TEXT EXCERPT

----------------

This is Magdeme, Cameroon.
I shot this photo in a moving vehicle in a village around Magdeme in the Extreme Northern Region of Cameroon. This village shares a common boundary with Nigeria and has been on the news for some years now because of incessant Boko Haram attacks. I was travelling from Marowa (Cameroon) to N’Djamena (Chad) and we had to travel on this route. In as much as I was alarmed by the insecurity of this route, I was prepared to capture any unusual event with my camera that might happen on this route.
I had a mixed feeling of fear should Boko Haram extremists decide to surface that day…and also of the sophistication of the weaponry of the UN patrol team on the route which was massive. I had wanted to capture the UN soldiers on my camera, but recalled how brutal some of them could be. I never wanted to fall victim of soldiers’ brutality in a foreign land if they eventually notice am taking pictures of them.
With these thoughts on my mind, this young boy in the picture came, running and making the same gesture a young lad we had passed earlier was making to us which my fellow passengers interpreted to mean that he wanted some water. When I say water, am not referring to the one in the Liberian variant of English called Coloqua where requesting for ‘cold water’ means asking for money or a tip as the case may be, but am talking of drinking water here!!! In the earlier encounter of this same request that day, when I was told the boy wanted water, I quickly threw the bottle of water I wanted to keep with me for the journey out of the window of the vehicle so he could pick it up – you can’t imagine the joy on the boy’s face when he picked it, at least I looked back to see him.

----------------

DATA EXTRACT
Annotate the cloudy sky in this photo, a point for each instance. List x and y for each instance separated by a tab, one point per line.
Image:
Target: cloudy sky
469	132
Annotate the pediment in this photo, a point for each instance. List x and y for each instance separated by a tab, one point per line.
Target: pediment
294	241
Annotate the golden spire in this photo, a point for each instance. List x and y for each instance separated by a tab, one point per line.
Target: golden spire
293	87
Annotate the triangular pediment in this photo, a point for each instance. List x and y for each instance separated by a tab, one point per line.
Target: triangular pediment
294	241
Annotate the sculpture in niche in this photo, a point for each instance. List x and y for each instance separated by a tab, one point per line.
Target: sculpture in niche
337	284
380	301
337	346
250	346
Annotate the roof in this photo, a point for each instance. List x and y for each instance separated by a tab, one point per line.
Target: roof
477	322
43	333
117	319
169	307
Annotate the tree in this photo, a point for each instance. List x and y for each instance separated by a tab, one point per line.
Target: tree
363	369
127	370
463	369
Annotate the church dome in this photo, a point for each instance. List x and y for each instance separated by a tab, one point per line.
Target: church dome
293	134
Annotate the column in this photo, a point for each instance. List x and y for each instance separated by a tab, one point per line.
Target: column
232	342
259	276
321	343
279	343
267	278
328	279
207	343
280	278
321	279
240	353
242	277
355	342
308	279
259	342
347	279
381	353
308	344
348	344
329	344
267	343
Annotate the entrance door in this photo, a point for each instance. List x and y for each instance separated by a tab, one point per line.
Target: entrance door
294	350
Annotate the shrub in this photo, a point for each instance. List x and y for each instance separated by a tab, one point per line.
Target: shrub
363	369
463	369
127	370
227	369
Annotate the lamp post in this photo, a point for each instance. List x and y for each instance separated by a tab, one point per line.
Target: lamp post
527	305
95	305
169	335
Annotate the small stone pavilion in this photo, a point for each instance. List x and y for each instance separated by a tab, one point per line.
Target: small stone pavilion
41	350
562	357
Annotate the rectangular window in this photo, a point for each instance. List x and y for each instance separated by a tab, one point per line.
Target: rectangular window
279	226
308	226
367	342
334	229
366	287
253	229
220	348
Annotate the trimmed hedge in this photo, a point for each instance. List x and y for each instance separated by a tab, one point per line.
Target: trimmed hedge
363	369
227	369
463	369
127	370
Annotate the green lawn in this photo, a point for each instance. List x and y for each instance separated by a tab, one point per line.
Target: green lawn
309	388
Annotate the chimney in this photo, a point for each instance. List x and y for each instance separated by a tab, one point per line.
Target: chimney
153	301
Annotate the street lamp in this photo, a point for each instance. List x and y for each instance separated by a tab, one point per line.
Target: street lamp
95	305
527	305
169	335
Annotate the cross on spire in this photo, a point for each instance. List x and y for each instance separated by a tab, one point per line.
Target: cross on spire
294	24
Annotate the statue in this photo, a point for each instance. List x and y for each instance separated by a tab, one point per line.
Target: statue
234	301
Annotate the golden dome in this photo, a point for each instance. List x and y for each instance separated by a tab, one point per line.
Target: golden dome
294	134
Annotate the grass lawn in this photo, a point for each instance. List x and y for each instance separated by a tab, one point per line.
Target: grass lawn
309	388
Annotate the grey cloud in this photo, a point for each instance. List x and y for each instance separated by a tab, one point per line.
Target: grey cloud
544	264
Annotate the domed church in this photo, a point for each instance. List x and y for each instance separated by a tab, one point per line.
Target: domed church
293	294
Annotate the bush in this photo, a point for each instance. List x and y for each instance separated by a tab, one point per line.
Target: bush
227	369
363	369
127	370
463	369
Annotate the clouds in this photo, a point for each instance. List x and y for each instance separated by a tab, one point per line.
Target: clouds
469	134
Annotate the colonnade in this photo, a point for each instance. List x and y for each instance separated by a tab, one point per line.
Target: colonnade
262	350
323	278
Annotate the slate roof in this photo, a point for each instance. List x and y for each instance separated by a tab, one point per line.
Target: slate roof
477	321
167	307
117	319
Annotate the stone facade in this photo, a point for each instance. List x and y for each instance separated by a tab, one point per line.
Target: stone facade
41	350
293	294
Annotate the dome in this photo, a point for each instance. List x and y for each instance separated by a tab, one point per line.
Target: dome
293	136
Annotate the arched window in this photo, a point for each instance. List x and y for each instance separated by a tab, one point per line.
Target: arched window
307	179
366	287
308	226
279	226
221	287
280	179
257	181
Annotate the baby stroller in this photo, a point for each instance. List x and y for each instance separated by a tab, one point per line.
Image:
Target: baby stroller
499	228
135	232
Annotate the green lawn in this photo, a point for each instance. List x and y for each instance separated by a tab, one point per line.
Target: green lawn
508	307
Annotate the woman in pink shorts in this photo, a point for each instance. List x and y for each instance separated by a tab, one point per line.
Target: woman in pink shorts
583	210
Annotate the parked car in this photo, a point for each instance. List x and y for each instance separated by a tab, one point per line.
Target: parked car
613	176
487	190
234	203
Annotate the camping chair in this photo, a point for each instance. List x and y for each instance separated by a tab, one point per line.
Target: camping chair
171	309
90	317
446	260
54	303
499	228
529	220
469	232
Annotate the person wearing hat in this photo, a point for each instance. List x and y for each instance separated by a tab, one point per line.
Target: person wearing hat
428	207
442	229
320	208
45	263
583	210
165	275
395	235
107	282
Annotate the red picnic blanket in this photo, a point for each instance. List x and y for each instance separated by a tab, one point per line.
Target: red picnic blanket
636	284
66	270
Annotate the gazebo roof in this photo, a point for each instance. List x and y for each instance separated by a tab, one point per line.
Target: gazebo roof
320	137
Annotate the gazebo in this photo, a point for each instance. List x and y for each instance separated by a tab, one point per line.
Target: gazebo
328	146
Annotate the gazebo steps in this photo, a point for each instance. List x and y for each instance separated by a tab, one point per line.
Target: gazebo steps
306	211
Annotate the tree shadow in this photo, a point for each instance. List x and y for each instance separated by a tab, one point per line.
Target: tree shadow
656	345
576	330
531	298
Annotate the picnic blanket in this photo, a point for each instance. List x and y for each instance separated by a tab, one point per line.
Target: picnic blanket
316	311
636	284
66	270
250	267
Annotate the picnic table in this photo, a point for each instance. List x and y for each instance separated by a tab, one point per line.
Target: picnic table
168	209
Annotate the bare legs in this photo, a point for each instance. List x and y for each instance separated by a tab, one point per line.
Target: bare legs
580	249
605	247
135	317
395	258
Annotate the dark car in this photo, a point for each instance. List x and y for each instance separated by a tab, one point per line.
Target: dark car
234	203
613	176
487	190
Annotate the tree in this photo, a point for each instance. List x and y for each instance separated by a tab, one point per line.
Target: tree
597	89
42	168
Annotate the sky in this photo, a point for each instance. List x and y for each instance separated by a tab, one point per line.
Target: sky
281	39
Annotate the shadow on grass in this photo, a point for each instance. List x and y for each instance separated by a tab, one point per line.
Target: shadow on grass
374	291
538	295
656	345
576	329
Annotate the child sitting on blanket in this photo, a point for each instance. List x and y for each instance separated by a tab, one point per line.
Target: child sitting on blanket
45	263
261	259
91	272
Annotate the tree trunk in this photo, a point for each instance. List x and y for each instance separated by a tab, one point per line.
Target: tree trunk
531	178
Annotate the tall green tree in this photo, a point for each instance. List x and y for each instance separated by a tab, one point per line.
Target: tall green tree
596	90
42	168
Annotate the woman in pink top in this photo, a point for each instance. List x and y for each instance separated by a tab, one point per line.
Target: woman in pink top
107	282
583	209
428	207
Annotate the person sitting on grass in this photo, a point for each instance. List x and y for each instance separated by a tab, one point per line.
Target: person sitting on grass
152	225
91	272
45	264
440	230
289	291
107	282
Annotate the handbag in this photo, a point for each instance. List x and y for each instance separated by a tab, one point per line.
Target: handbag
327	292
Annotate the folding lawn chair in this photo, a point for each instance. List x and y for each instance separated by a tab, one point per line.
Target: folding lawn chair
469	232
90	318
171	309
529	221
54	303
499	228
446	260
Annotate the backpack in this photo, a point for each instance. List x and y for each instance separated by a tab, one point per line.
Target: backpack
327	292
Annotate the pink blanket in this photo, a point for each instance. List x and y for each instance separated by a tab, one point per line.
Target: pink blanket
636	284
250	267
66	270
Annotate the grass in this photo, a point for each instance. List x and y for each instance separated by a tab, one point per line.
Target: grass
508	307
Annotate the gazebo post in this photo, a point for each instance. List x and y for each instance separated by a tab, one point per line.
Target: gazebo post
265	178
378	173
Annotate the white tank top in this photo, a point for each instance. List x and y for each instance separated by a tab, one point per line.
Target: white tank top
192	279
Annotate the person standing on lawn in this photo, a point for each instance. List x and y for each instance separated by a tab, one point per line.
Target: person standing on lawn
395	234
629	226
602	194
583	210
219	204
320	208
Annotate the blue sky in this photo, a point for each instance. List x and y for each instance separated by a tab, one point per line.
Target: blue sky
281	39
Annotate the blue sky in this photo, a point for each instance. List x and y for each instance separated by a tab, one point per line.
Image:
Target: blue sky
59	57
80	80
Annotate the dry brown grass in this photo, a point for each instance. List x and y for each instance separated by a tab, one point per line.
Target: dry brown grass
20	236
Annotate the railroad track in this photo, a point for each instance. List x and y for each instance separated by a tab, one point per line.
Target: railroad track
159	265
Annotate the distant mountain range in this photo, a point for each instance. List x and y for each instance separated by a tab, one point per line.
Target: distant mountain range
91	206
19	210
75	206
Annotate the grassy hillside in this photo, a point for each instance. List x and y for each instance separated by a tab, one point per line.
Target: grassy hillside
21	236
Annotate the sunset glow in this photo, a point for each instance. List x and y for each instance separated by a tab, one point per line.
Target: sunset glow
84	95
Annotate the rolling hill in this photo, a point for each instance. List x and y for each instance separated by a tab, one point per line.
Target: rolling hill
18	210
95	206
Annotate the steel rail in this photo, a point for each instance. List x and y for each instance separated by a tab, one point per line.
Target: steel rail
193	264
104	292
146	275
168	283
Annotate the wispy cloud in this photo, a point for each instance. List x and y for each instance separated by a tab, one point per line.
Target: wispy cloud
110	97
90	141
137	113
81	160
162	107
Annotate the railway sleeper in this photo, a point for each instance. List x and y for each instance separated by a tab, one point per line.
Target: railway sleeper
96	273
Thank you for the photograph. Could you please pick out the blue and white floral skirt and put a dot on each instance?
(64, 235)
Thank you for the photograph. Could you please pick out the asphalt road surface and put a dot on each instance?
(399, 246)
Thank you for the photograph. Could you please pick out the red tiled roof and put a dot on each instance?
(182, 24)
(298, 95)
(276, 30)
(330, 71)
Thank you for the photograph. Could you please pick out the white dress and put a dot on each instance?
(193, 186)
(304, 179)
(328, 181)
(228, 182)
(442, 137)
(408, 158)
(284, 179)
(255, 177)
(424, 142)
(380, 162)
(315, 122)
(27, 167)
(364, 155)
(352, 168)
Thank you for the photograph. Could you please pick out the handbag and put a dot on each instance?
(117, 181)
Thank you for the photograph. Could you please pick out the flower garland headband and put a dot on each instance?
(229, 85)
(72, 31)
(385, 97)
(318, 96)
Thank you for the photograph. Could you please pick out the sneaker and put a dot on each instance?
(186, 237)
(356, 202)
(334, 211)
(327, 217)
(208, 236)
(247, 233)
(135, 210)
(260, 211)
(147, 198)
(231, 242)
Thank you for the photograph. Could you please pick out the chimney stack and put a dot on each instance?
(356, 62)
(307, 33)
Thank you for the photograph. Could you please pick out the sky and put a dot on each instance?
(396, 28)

----------------

Extract the passage of the Magdeme text between "I shot this" and "happen on this route.", inclusive. The records come from a separate source.

I shot this photo in a moving vehicle in a village around Magdeme in the Extreme Northern Region of Cameroon. This village shares a common boundary with Nigeria and has been on the news for some years now because of incessant Boko Haram attacks. I was travelling from Marowa (Cameroon) to N’Djamena (Chad) and we had to travel on this route. In as much as I was alarmed by the insecurity of this route, I was prepared to capture any unusual event with my camera that might happen on this route.